Point labeling items -
>> Start
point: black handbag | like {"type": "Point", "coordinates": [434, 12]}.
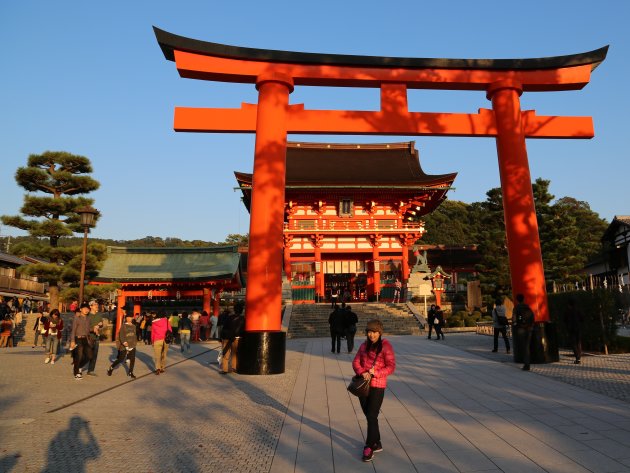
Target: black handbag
{"type": "Point", "coordinates": [359, 386]}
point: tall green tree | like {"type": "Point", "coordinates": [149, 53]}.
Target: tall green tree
{"type": "Point", "coordinates": [450, 224]}
{"type": "Point", "coordinates": [494, 268]}
{"type": "Point", "coordinates": [63, 178]}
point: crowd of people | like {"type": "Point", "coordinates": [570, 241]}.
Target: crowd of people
{"type": "Point", "coordinates": [343, 324]}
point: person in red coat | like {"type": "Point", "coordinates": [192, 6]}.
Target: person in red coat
{"type": "Point", "coordinates": [375, 360]}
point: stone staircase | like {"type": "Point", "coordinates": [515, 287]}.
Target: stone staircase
{"type": "Point", "coordinates": [311, 320]}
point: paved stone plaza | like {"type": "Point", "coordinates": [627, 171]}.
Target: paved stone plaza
{"type": "Point", "coordinates": [452, 406]}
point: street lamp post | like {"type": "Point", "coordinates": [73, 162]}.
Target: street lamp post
{"type": "Point", "coordinates": [88, 217]}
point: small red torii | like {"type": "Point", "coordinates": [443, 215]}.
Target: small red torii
{"type": "Point", "coordinates": [276, 73]}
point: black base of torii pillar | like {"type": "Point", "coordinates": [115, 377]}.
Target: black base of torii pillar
{"type": "Point", "coordinates": [262, 353]}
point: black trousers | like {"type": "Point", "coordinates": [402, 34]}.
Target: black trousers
{"type": "Point", "coordinates": [92, 365]}
{"type": "Point", "coordinates": [131, 356]}
{"type": "Point", "coordinates": [527, 349]}
{"type": "Point", "coordinates": [576, 343]}
{"type": "Point", "coordinates": [503, 332]}
{"type": "Point", "coordinates": [371, 406]}
{"type": "Point", "coordinates": [350, 339]}
{"type": "Point", "coordinates": [438, 331]}
{"type": "Point", "coordinates": [336, 339]}
{"type": "Point", "coordinates": [81, 354]}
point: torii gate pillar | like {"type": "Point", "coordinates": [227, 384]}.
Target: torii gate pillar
{"type": "Point", "coordinates": [262, 348]}
{"type": "Point", "coordinates": [521, 225]}
{"type": "Point", "coordinates": [263, 345]}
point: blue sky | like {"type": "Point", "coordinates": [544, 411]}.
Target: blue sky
{"type": "Point", "coordinates": [90, 79]}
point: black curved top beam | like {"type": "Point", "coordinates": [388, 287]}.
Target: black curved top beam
{"type": "Point", "coordinates": [170, 42]}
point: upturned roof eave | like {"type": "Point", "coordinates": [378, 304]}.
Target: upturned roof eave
{"type": "Point", "coordinates": [170, 42]}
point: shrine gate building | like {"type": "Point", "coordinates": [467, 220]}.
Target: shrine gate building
{"type": "Point", "coordinates": [167, 279]}
{"type": "Point", "coordinates": [352, 212]}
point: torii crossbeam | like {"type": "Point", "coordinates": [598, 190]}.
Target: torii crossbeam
{"type": "Point", "coordinates": [276, 73]}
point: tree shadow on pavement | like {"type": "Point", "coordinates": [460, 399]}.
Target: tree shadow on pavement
{"type": "Point", "coordinates": [7, 463]}
{"type": "Point", "coordinates": [71, 449]}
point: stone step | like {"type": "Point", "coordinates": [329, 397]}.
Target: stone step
{"type": "Point", "coordinates": [311, 320]}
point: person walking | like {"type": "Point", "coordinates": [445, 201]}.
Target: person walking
{"type": "Point", "coordinates": [499, 325]}
{"type": "Point", "coordinates": [223, 316]}
{"type": "Point", "coordinates": [195, 317]}
{"type": "Point", "coordinates": [185, 329]}
{"type": "Point", "coordinates": [95, 321]}
{"type": "Point", "coordinates": [438, 322]}
{"type": "Point", "coordinates": [214, 320]}
{"type": "Point", "coordinates": [174, 321]}
{"type": "Point", "coordinates": [350, 325]}
{"type": "Point", "coordinates": [230, 337]}
{"type": "Point", "coordinates": [430, 319]}
{"type": "Point", "coordinates": [40, 330]}
{"type": "Point", "coordinates": [54, 328]}
{"type": "Point", "coordinates": [336, 322]}
{"type": "Point", "coordinates": [159, 328]}
{"type": "Point", "coordinates": [6, 326]}
{"type": "Point", "coordinates": [79, 345]}
{"type": "Point", "coordinates": [204, 326]}
{"type": "Point", "coordinates": [524, 320]}
{"type": "Point", "coordinates": [397, 290]}
{"type": "Point", "coordinates": [573, 319]}
{"type": "Point", "coordinates": [375, 360]}
{"type": "Point", "coordinates": [127, 341]}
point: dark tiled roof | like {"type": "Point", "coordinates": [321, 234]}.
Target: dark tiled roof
{"type": "Point", "coordinates": [12, 259]}
{"type": "Point", "coordinates": [169, 264]}
{"type": "Point", "coordinates": [365, 165]}
{"type": "Point", "coordinates": [170, 42]}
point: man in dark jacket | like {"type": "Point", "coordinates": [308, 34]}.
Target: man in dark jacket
{"type": "Point", "coordinates": [126, 346]}
{"type": "Point", "coordinates": [337, 325]}
{"type": "Point", "coordinates": [524, 319]}
{"type": "Point", "coordinates": [350, 325]}
{"type": "Point", "coordinates": [573, 320]}
{"type": "Point", "coordinates": [230, 336]}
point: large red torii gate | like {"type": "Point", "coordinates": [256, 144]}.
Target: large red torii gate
{"type": "Point", "coordinates": [276, 73]}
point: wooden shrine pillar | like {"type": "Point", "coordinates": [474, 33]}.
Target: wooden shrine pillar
{"type": "Point", "coordinates": [521, 225]}
{"type": "Point", "coordinates": [120, 303]}
{"type": "Point", "coordinates": [207, 292]}
{"type": "Point", "coordinates": [376, 273]}
{"type": "Point", "coordinates": [263, 346]}
{"type": "Point", "coordinates": [319, 275]}
{"type": "Point", "coordinates": [216, 301]}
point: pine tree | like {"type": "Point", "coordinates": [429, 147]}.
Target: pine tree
{"type": "Point", "coordinates": [64, 178]}
{"type": "Point", "coordinates": [494, 268]}
{"type": "Point", "coordinates": [448, 225]}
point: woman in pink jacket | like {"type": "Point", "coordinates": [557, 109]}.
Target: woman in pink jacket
{"type": "Point", "coordinates": [375, 360]}
{"type": "Point", "coordinates": [159, 327]}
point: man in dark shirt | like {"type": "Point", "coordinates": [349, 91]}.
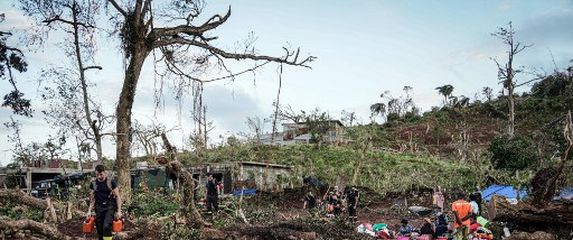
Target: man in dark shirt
{"type": "Point", "coordinates": [309, 202]}
{"type": "Point", "coordinates": [212, 193]}
{"type": "Point", "coordinates": [105, 196]}
{"type": "Point", "coordinates": [352, 196]}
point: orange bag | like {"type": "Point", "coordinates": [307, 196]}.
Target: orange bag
{"type": "Point", "coordinates": [117, 225]}
{"type": "Point", "coordinates": [89, 224]}
{"type": "Point", "coordinates": [329, 208]}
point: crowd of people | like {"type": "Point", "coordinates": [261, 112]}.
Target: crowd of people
{"type": "Point", "coordinates": [462, 220]}
{"type": "Point", "coordinates": [334, 203]}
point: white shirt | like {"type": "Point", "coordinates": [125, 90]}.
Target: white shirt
{"type": "Point", "coordinates": [475, 207]}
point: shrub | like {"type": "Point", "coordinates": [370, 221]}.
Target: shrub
{"type": "Point", "coordinates": [516, 153]}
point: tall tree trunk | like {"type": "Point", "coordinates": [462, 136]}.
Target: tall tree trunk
{"type": "Point", "coordinates": [511, 103]}
{"type": "Point", "coordinates": [123, 114]}
{"type": "Point", "coordinates": [81, 70]}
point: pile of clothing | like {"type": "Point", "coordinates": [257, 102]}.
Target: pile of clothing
{"type": "Point", "coordinates": [377, 230]}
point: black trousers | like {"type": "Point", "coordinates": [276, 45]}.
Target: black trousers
{"type": "Point", "coordinates": [351, 212]}
{"type": "Point", "coordinates": [213, 202]}
{"type": "Point", "coordinates": [104, 220]}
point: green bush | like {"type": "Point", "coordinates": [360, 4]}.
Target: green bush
{"type": "Point", "coordinates": [152, 204]}
{"type": "Point", "coordinates": [516, 153]}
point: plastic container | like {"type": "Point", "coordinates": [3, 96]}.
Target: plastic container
{"type": "Point", "coordinates": [117, 225]}
{"type": "Point", "coordinates": [89, 224]}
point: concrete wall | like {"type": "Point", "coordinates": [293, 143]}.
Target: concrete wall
{"type": "Point", "coordinates": [266, 178]}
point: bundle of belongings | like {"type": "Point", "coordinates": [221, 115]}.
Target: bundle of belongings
{"type": "Point", "coordinates": [377, 230]}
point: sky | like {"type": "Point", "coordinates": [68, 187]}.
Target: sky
{"type": "Point", "coordinates": [363, 48]}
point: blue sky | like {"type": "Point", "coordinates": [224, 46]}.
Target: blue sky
{"type": "Point", "coordinates": [363, 48]}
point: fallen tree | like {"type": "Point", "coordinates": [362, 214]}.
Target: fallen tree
{"type": "Point", "coordinates": [525, 214]}
{"type": "Point", "coordinates": [16, 229]}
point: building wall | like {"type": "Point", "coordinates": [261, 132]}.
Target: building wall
{"type": "Point", "coordinates": [266, 178]}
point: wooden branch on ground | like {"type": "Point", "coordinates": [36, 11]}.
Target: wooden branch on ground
{"type": "Point", "coordinates": [524, 213]}
{"type": "Point", "coordinates": [20, 197]}
{"type": "Point", "coordinates": [188, 185]}
{"type": "Point", "coordinates": [51, 210]}
{"type": "Point", "coordinates": [48, 231]}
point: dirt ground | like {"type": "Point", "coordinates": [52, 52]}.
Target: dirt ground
{"type": "Point", "coordinates": [280, 216]}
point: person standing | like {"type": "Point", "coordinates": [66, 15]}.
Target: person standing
{"type": "Point", "coordinates": [462, 211]}
{"type": "Point", "coordinates": [438, 198]}
{"type": "Point", "coordinates": [310, 203]}
{"type": "Point", "coordinates": [352, 196]}
{"type": "Point", "coordinates": [107, 201]}
{"type": "Point", "coordinates": [212, 193]}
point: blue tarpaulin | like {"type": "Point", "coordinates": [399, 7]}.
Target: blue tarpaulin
{"type": "Point", "coordinates": [565, 194]}
{"type": "Point", "coordinates": [245, 192]}
{"type": "Point", "coordinates": [506, 191]}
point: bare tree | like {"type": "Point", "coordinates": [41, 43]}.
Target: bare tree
{"type": "Point", "coordinates": [256, 124]}
{"type": "Point", "coordinates": [76, 18]}
{"type": "Point", "coordinates": [174, 44]}
{"type": "Point", "coordinates": [12, 59]}
{"type": "Point", "coordinates": [488, 93]}
{"type": "Point", "coordinates": [149, 136]}
{"type": "Point", "coordinates": [446, 91]}
{"type": "Point", "coordinates": [506, 72]}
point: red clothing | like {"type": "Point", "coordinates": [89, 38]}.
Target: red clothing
{"type": "Point", "coordinates": [474, 227]}
{"type": "Point", "coordinates": [463, 208]}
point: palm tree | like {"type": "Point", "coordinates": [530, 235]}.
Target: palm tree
{"type": "Point", "coordinates": [378, 109]}
{"type": "Point", "coordinates": [446, 91]}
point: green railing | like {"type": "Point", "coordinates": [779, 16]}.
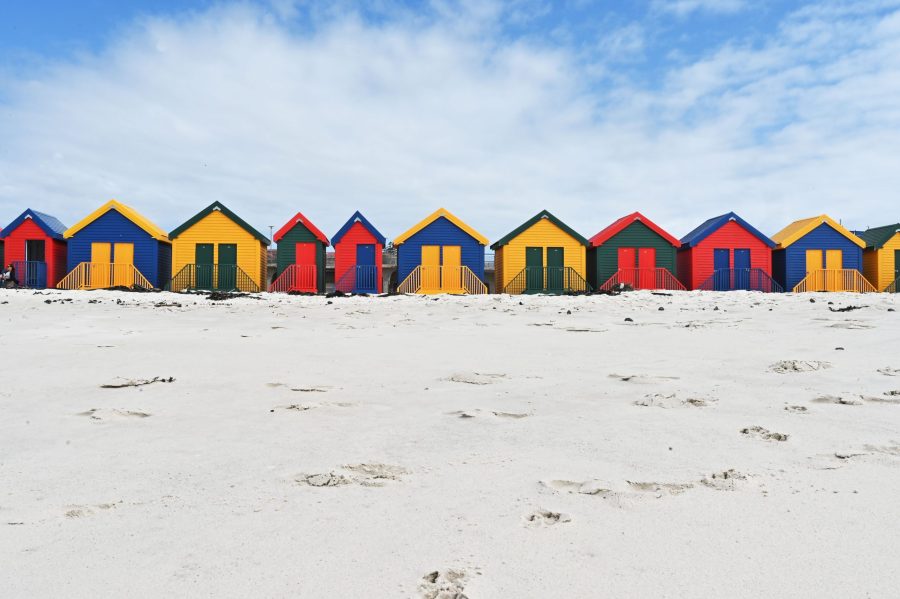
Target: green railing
{"type": "Point", "coordinates": [547, 279]}
{"type": "Point", "coordinates": [213, 277]}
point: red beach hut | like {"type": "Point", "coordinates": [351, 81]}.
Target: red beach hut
{"type": "Point", "coordinates": [725, 253]}
{"type": "Point", "coordinates": [358, 248]}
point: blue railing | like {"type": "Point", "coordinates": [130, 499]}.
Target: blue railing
{"type": "Point", "coordinates": [359, 279]}
{"type": "Point", "coordinates": [737, 279]}
{"type": "Point", "coordinates": [31, 274]}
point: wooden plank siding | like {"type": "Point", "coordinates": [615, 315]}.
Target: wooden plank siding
{"type": "Point", "coordinates": [543, 234]}
{"type": "Point", "coordinates": [789, 264]}
{"type": "Point", "coordinates": [217, 228]}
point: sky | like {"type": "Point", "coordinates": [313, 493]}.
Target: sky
{"type": "Point", "coordinates": [592, 109]}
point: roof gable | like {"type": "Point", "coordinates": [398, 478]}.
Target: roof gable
{"type": "Point", "coordinates": [543, 214]}
{"type": "Point", "coordinates": [50, 225]}
{"type": "Point", "coordinates": [299, 219]}
{"type": "Point", "coordinates": [798, 229]}
{"type": "Point", "coordinates": [441, 212]}
{"type": "Point", "coordinates": [876, 237]}
{"type": "Point", "coordinates": [626, 221]}
{"type": "Point", "coordinates": [714, 224]}
{"type": "Point", "coordinates": [357, 218]}
{"type": "Point", "coordinates": [221, 208]}
{"type": "Point", "coordinates": [126, 211]}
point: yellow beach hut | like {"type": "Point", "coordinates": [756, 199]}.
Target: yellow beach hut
{"type": "Point", "coordinates": [217, 250]}
{"type": "Point", "coordinates": [543, 255]}
{"type": "Point", "coordinates": [881, 258]}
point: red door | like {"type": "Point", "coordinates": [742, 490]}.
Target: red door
{"type": "Point", "coordinates": [627, 262]}
{"type": "Point", "coordinates": [305, 260]}
{"type": "Point", "coordinates": [647, 266]}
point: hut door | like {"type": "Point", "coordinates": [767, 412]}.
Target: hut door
{"type": "Point", "coordinates": [451, 271]}
{"type": "Point", "coordinates": [227, 279]}
{"type": "Point", "coordinates": [814, 271]}
{"type": "Point", "coordinates": [627, 266]}
{"type": "Point", "coordinates": [555, 270]}
{"type": "Point", "coordinates": [647, 268]}
{"type": "Point", "coordinates": [721, 269]}
{"type": "Point", "coordinates": [204, 259]}
{"type": "Point", "coordinates": [834, 263]}
{"type": "Point", "coordinates": [123, 262]}
{"type": "Point", "coordinates": [366, 281]}
{"type": "Point", "coordinates": [534, 270]}
{"type": "Point", "coordinates": [742, 269]}
{"type": "Point", "coordinates": [431, 269]}
{"type": "Point", "coordinates": [101, 259]}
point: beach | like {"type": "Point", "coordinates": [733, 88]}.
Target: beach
{"type": "Point", "coordinates": [684, 444]}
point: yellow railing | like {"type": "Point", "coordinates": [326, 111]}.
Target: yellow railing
{"type": "Point", "coordinates": [98, 275]}
{"type": "Point", "coordinates": [845, 279]}
{"type": "Point", "coordinates": [442, 279]}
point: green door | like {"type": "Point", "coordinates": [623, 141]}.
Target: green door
{"type": "Point", "coordinates": [227, 267]}
{"type": "Point", "coordinates": [534, 270]}
{"type": "Point", "coordinates": [203, 263]}
{"type": "Point", "coordinates": [555, 270]}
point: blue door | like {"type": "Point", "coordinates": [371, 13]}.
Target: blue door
{"type": "Point", "coordinates": [742, 269]}
{"type": "Point", "coordinates": [722, 270]}
{"type": "Point", "coordinates": [366, 277]}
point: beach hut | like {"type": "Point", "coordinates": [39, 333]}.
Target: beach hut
{"type": "Point", "coordinates": [819, 254]}
{"type": "Point", "coordinates": [36, 248]}
{"type": "Point", "coordinates": [216, 249]}
{"type": "Point", "coordinates": [543, 255]}
{"type": "Point", "coordinates": [300, 257]}
{"type": "Point", "coordinates": [358, 249]}
{"type": "Point", "coordinates": [441, 254]}
{"type": "Point", "coordinates": [633, 251]}
{"type": "Point", "coordinates": [881, 258]}
{"type": "Point", "coordinates": [116, 246]}
{"type": "Point", "coordinates": [725, 253]}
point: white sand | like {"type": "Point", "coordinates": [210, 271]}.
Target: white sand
{"type": "Point", "coordinates": [480, 420]}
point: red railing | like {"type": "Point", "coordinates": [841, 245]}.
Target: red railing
{"type": "Point", "coordinates": [301, 278]}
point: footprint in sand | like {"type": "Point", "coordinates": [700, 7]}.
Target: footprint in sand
{"type": "Point", "coordinates": [448, 584]}
{"type": "Point", "coordinates": [112, 414]}
{"type": "Point", "coordinates": [366, 475]}
{"type": "Point", "coordinates": [546, 518]}
{"type": "Point", "coordinates": [661, 400]}
{"type": "Point", "coordinates": [790, 366]}
{"type": "Point", "coordinates": [763, 433]}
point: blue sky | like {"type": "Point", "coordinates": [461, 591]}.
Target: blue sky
{"type": "Point", "coordinates": [680, 108]}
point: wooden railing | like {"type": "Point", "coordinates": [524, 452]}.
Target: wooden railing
{"type": "Point", "coordinates": [845, 279]}
{"type": "Point", "coordinates": [99, 275]}
{"type": "Point", "coordinates": [442, 279]}
{"type": "Point", "coordinates": [298, 278]}
{"type": "Point", "coordinates": [741, 279]}
{"type": "Point", "coordinates": [549, 279]}
{"type": "Point", "coordinates": [643, 278]}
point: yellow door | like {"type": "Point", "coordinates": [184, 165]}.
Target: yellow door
{"type": "Point", "coordinates": [451, 281]}
{"type": "Point", "coordinates": [815, 276]}
{"type": "Point", "coordinates": [834, 264]}
{"type": "Point", "coordinates": [431, 268]}
{"type": "Point", "coordinates": [101, 258]}
{"type": "Point", "coordinates": [123, 258]}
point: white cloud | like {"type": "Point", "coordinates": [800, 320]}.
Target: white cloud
{"type": "Point", "coordinates": [403, 117]}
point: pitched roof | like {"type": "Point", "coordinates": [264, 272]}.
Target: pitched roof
{"type": "Point", "coordinates": [126, 211]}
{"type": "Point", "coordinates": [48, 224]}
{"type": "Point", "coordinates": [299, 218]}
{"type": "Point", "coordinates": [543, 214]}
{"type": "Point", "coordinates": [621, 224]}
{"type": "Point", "coordinates": [876, 237]}
{"type": "Point", "coordinates": [799, 228]}
{"type": "Point", "coordinates": [357, 218]}
{"type": "Point", "coordinates": [712, 225]}
{"type": "Point", "coordinates": [218, 207]}
{"type": "Point", "coordinates": [441, 212]}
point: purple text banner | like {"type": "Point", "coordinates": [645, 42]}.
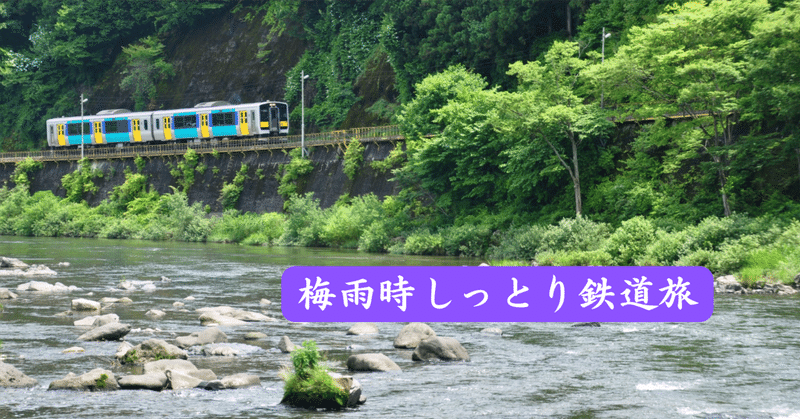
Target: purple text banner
>> End
What you should do - Copy out the lines of the items above, unchanged, starting with the line containing "point: pitched roof" and ending with the final line of the items, both ends included. Leave the pictures out of your answer.

Complete output -
point: pitched roof | like {"type": "Point", "coordinates": [264, 272]}.
Target: pitched roof
{"type": "Point", "coordinates": [126, 211]}
{"type": "Point", "coordinates": [48, 224]}
{"type": "Point", "coordinates": [299, 218]}
{"type": "Point", "coordinates": [543, 214]}
{"type": "Point", "coordinates": [621, 224]}
{"type": "Point", "coordinates": [876, 237]}
{"type": "Point", "coordinates": [799, 228]}
{"type": "Point", "coordinates": [357, 218]}
{"type": "Point", "coordinates": [712, 225]}
{"type": "Point", "coordinates": [218, 207]}
{"type": "Point", "coordinates": [441, 212]}
point: purple text banner | like {"type": "Point", "coordinates": [645, 42]}.
Target: purple text banner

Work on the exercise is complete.